----- Available data
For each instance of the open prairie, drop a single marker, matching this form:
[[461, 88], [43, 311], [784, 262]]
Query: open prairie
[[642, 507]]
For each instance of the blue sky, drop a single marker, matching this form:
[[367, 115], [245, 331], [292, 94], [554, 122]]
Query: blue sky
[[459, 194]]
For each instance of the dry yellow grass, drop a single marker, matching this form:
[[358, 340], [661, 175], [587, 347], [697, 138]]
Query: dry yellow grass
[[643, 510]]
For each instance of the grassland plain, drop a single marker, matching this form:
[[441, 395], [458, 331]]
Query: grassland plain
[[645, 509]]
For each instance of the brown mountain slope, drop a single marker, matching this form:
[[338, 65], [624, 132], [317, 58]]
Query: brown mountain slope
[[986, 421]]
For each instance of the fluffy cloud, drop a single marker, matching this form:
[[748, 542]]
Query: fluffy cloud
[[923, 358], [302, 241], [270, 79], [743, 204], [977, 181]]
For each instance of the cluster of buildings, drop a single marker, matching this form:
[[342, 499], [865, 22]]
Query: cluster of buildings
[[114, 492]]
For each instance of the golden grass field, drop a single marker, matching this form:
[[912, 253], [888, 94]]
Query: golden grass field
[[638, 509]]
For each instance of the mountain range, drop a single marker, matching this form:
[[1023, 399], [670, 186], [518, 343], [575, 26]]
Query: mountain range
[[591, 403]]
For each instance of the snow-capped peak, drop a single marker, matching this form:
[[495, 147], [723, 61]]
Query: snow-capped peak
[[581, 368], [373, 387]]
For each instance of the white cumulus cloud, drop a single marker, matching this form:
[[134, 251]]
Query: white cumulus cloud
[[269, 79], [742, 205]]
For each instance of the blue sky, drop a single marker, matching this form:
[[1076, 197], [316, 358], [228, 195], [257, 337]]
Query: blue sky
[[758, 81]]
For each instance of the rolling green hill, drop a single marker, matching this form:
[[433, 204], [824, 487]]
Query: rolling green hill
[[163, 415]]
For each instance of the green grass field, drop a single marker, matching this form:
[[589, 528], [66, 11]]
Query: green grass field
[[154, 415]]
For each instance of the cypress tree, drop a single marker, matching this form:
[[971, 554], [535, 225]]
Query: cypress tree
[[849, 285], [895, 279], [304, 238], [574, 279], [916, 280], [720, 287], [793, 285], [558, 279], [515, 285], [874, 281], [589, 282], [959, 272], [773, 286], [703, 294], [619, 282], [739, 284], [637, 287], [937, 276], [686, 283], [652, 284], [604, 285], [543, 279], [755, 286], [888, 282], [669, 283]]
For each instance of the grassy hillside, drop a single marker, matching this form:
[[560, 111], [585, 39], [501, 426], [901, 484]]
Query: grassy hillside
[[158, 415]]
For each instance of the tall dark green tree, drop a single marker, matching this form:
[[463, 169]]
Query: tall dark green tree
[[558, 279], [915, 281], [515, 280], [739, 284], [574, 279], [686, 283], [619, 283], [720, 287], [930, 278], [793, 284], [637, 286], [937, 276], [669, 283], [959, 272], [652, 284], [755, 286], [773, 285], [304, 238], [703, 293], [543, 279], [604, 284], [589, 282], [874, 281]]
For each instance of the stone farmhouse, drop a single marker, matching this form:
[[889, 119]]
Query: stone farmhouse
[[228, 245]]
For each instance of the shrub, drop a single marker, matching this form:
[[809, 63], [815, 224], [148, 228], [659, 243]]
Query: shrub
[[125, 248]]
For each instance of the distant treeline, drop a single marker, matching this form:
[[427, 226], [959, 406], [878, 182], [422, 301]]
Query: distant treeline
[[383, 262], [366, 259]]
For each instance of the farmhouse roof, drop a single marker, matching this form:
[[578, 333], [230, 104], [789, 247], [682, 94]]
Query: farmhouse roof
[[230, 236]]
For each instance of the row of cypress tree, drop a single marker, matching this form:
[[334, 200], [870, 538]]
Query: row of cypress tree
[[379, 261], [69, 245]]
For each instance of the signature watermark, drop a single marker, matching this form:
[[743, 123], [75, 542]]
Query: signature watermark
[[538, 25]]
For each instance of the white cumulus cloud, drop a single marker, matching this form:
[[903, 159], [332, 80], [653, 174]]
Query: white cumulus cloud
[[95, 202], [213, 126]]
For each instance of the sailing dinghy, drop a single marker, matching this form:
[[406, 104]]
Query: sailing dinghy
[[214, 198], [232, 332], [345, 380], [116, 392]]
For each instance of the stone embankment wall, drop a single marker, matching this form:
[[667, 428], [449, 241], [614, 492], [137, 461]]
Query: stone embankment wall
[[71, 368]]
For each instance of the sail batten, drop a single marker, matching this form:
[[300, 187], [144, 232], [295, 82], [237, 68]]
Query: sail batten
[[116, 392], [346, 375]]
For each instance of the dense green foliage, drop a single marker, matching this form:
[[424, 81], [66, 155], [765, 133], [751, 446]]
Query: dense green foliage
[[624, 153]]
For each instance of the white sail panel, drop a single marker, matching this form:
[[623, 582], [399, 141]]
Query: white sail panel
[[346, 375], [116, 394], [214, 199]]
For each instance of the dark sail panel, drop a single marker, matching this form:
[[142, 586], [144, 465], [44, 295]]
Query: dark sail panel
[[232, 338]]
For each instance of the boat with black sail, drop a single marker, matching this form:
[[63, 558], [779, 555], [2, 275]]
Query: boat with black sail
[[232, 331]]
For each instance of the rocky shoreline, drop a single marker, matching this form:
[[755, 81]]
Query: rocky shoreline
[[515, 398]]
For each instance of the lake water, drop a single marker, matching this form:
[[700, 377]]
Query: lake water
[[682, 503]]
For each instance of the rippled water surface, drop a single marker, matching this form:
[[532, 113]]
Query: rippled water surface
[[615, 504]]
----------
## What to produce
What should come out is the exact run of lines from the one holding "Query: lake water" through the end of the records above, and nothing besides.

## Reply to the task
Query: lake water
[[682, 503]]
For each instance of the rippled water surface, drop a single marker, matching this form:
[[532, 113]]
Query: rippled water surface
[[615, 504]]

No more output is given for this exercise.